PROBLEMS AND TASKS:
A: How would this sentence from the Tesseract post read in Spanish: "Tesseract is an engine, which takes an image as input and produces text output; several output formats are available."?
B: Could you extend the Tesseract post with a few more paragraphs, picking up right after its final sentence?

SUPPLIED TEXT:
L.S.,
PDF. OCR. text extraction. best language models? not a lot of success yet...
🤔
Broad subject. Learning curve ahead. 🚧 Workflow diagram included today.
Tesseract does not live alone
Tesseract is an engine, which takes an image as input and produces text output; several output formats are available. If you are unsure, start with HOCR output as that's close to modern HTML and carries almost all info tesseract produces during the OCR process.
If it isn't an image you've got, you need a preprocess (and consequently additional tools) to produce images you can feed tesseract. tesseract is designed to process a SINGLE IMAGE. (Yes, that means you may want to 'merge' its output: postprocessing)
To complicate matters immediately, tesseract can deal with "multipage TIFF" images and can accept multiple images to process via its commandline. Keep thinking "one page image in, bunch of text out" and you'll be okay until you discover the additional possibilities.
Advice Number 1: get a tesseract executable, invoke it using its commandline interface. If you can't build tesseract yourself, Uni Mannheim may have binaries for you to download and install. Linuxes often have tesseract binaries and mandatory language models available as packages, BUT many Linuxes are more or less far behind the curve: latest tesseract release as of this writing is 5.3.4:
https://github.com/tesseract-ocr/tesseract/releases so VERIFY your rig has the latest tesseract installed. Older releases are older and "previous" for a reason!
Preprocessing is the chorus of this song
As you say "PDF", you therefor need to convert that thing to page images. My personal favorite is the Artifex mupdf toolkit, using mutool or mudraw / etc. tools from that commandline toolkit to render accurate, high-rez page images. Others will favor other means but it all ends up doing the same thing: anything, PDFs et al, is to be converted to one image per page and fed to tesseract that way. The rendered page images MAY require additional *image preprocessing*:
This next bit cannot be stressed enough: tesseract is designed and engineered to work on plain printed book pages, i.e. BLACK TEXT on PLAIN WHITE BACKGROUND. As I observe everyone and their granny dumping holiday snapshots, favorite CD, LP and fancy colourful book covers straight into tesseract and complaining "nothing sensible is coming out" that's because you're feeding it a load of dung as far as the engine concerned: it expects BLACK TEXT on PLAIN WHITE BACKGROUND like a regular dull printed page in a BOOK, so anything with nature backgrounds, colourful architectural backgrounds and such is begging for a disaster. And I only emphasize with the grannies. <drama + rant mode off/> This is why
https://tesseract-ocr.github.io/tessdoc/ImproveQuality.html is mentioned almost every week in this mailing list, for example. It's very important, but you'll need more...
The take-away? You'll need additional tools for image preprocessing until you can produce greyscale or B&W images that look almost as if these were plain old boring book pages: no or very little fancy stuff, black text (anti-aliased or not), white background.

RECORDS SHOWN:
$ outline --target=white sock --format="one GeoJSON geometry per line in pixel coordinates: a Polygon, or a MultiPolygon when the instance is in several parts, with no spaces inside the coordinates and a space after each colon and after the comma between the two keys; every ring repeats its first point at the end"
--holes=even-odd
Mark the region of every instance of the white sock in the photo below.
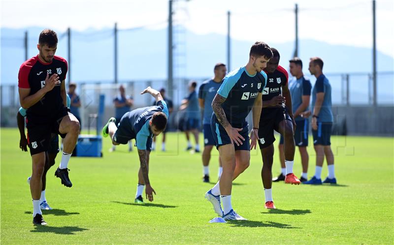
{"type": "Polygon", "coordinates": [[[316,177],[316,179],[321,179],[322,178],[322,169],[323,168],[320,167],[320,166],[316,166],[316,168],[315,169],[315,177],[316,177]]]}
{"type": "Polygon", "coordinates": [[[219,170],[218,171],[218,177],[220,178],[220,176],[222,175],[222,172],[223,172],[223,167],[219,167],[219,170]]]}
{"type": "Polygon", "coordinates": [[[265,202],[273,202],[272,199],[272,189],[264,189],[264,195],[265,196],[265,202]]]}
{"type": "Polygon", "coordinates": [[[68,161],[70,160],[70,157],[71,157],[71,154],[63,152],[63,154],[62,154],[62,160],[60,161],[60,165],[59,166],[59,168],[60,169],[67,168],[67,165],[68,165],[68,161]]]}
{"type": "Polygon", "coordinates": [[[204,175],[209,175],[209,167],[208,166],[203,166],[204,175]]]}
{"type": "Polygon", "coordinates": [[[145,185],[143,184],[138,184],[137,185],[137,192],[135,193],[135,198],[136,198],[139,196],[142,195],[142,192],[144,191],[144,187],[145,185]]]}
{"type": "Polygon", "coordinates": [[[289,174],[292,174],[293,165],[294,165],[294,161],[285,160],[285,165],[286,166],[286,175],[289,174]]]}
{"type": "Polygon", "coordinates": [[[211,192],[215,196],[220,195],[220,187],[219,186],[219,181],[217,183],[216,183],[216,184],[213,186],[213,188],[211,189],[212,190],[211,190],[211,192]]]}
{"type": "Polygon", "coordinates": [[[331,164],[327,166],[328,168],[328,178],[330,179],[334,179],[335,178],[335,174],[334,172],[334,164],[331,164]]]}
{"type": "Polygon", "coordinates": [[[46,201],[46,199],[45,198],[45,190],[42,190],[41,191],[41,197],[40,197],[40,203],[42,203],[44,201],[46,201]]]}
{"type": "Polygon", "coordinates": [[[40,200],[33,200],[33,217],[35,216],[37,214],[42,214],[40,209],[40,200]]]}
{"type": "Polygon", "coordinates": [[[220,196],[222,198],[222,203],[223,204],[223,212],[227,214],[232,209],[231,206],[231,195],[228,196],[220,196]]]}

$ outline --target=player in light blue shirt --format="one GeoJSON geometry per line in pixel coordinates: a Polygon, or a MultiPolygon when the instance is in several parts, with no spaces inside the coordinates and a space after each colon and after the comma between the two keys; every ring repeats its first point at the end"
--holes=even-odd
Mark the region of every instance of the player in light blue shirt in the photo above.
{"type": "MultiPolygon", "coordinates": [[[[308,146],[308,136],[309,130],[309,121],[300,114],[309,110],[312,85],[309,80],[304,77],[302,72],[302,61],[298,57],[289,61],[290,73],[294,78],[289,83],[289,89],[292,97],[292,107],[296,127],[294,133],[296,145],[298,147],[302,164],[302,173],[299,179],[301,182],[307,181],[308,162],[309,156],[306,150],[308,146]]],[[[282,171],[281,174],[274,178],[272,181],[277,182],[285,180],[286,167],[285,153],[283,147],[283,136],[281,135],[279,141],[279,158],[282,171]]]]}
{"type": "Polygon", "coordinates": [[[212,102],[211,128],[223,172],[219,181],[205,193],[205,198],[225,220],[245,219],[231,206],[232,181],[248,168],[250,150],[257,145],[262,92],[267,83],[267,74],[263,70],[272,57],[266,44],[256,42],[250,49],[248,63],[227,74],[212,102]],[[252,110],[250,144],[246,117],[252,110]]]}
{"type": "MultiPolygon", "coordinates": [[[[66,105],[67,107],[70,108],[71,100],[68,94],[66,94],[67,98],[66,105]]],[[[25,134],[25,118],[26,117],[27,109],[22,107],[20,107],[18,110],[16,115],[16,121],[18,123],[18,128],[19,129],[19,134],[21,139],[19,141],[19,148],[22,152],[27,152],[28,138],[25,134]]],[[[57,134],[53,134],[51,135],[51,142],[49,144],[49,148],[48,151],[45,152],[45,163],[44,165],[44,172],[41,177],[42,186],[41,190],[41,196],[40,197],[40,209],[42,210],[51,210],[52,208],[48,204],[45,197],[45,188],[46,187],[46,173],[49,169],[55,165],[55,159],[58,155],[60,150],[59,149],[59,136],[57,134]]],[[[28,178],[28,184],[30,184],[30,179],[32,177],[28,178]]]]}
{"type": "Polygon", "coordinates": [[[192,143],[189,137],[189,132],[194,136],[196,142],[195,151],[197,153],[200,152],[200,147],[198,145],[198,131],[200,127],[199,117],[200,113],[198,108],[198,98],[196,88],[197,83],[194,81],[191,81],[189,84],[189,95],[183,99],[181,102],[179,109],[186,110],[186,122],[184,125],[185,133],[186,135],[186,139],[188,140],[188,147],[187,151],[193,148],[192,143]]]}
{"type": "Polygon", "coordinates": [[[155,190],[152,187],[148,175],[152,138],[164,130],[168,118],[168,109],[160,92],[148,87],[141,92],[150,94],[156,100],[156,105],[133,110],[125,113],[116,126],[115,118],[111,118],[102,128],[104,137],[110,136],[113,145],[126,144],[135,139],[138,155],[140,168],[138,183],[134,202],[143,202],[142,197],[144,187],[145,196],[151,202],[153,201],[155,190]]]}
{"type": "MultiPolygon", "coordinates": [[[[209,160],[211,159],[211,151],[215,145],[215,140],[211,129],[211,118],[212,116],[212,103],[216,95],[222,82],[226,76],[227,69],[226,65],[218,63],[215,65],[213,71],[215,76],[212,79],[202,83],[198,90],[198,102],[202,112],[202,129],[204,133],[204,150],[202,151],[202,167],[204,182],[209,182],[209,160]]],[[[219,158],[219,167],[218,178],[222,174],[223,168],[220,157],[219,158]]]]}
{"type": "Polygon", "coordinates": [[[322,168],[324,157],[327,162],[328,176],[323,183],[336,184],[334,170],[334,154],[330,138],[333,122],[331,109],[331,85],[323,72],[323,61],[318,57],[311,58],[309,71],[316,77],[312,91],[312,133],[316,153],[315,175],[304,184],[321,184],[322,168]]]}

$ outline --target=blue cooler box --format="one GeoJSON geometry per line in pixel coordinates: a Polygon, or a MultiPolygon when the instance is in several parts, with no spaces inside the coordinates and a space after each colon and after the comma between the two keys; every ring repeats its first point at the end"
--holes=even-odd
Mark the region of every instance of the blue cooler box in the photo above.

EXPECTED RESPONSES:
A: Tesseract es un motor que toma una imagen como entrada y produce texto como salida; hay varios formatos de salida disponibles.

B:
Bonus points for you when your preprocess removes non-text image components, e.g. photographs, in the page image: it can only confuse the OCR engine so when you strive for perfection, that's one more bit to deal with BEFORE you feed it into tesseract and wait expectantly... (Besides, tesseract will have less discovery to do so it'll be faster too. Of little importance, relatively speaking, but there you have it.)
As also mentioned at
https://tesseract-ocr.github.io/tessdoc/ImproveQuality.html : tools of interest re image processing are leptonica (parts used by tesseract, but don't count on it doing your preprocessing for you as it's a highly scenario/case-dependent activity and therefor not included in tesseract itself) Also check out: OpenCV (a library, not a tool, so you'll need scaffolding there before you can use it), ImageMagick, (Adobe Photoshop or open source: Krita: great for what-can-I-get experiments but not suitable for bulk), etc.etc.
Tesseract bliss and the afterglow: postprocessing
Once you are producing page images like they were book pages, and feeding them into tesseract, you get output, being it "plain text", HOCR or otherwise.
Personally I favor HOCR but that's because it's closest to what my workflow needs. You must look into "postprocessing" anyway: being it additional tooling to recombine the OCR-ed text into PDF "overlay", PDF/A production, or anything else; advanced usage may require additional postprocessing steps, e.g. pulling the OCR-ed text through a spellchecker+corrector such as hunspell, if that floats your boat. You'll also need to get and set up and/or program postprocess tooling if you otherwise wish to merge multiple images' OCR results. You may want to search the internet for this; I don't have any toolkit's name present off the top off my head for that as I'm using tesseract in a slightly different workflow, where it is part of a custom, augmented mupdf toolkit: PDF in, PDF + HOCR + misc document metadata out, so all that preprocessing and postprocessing I hammer on is done by yours truly's custom toolchain. Under development, so I'm not working with the diverse python stuff most everybody else will dig up after a quick google search, I'm sure. Individual project's requirements' differences and such, so your path will only be obvious to you.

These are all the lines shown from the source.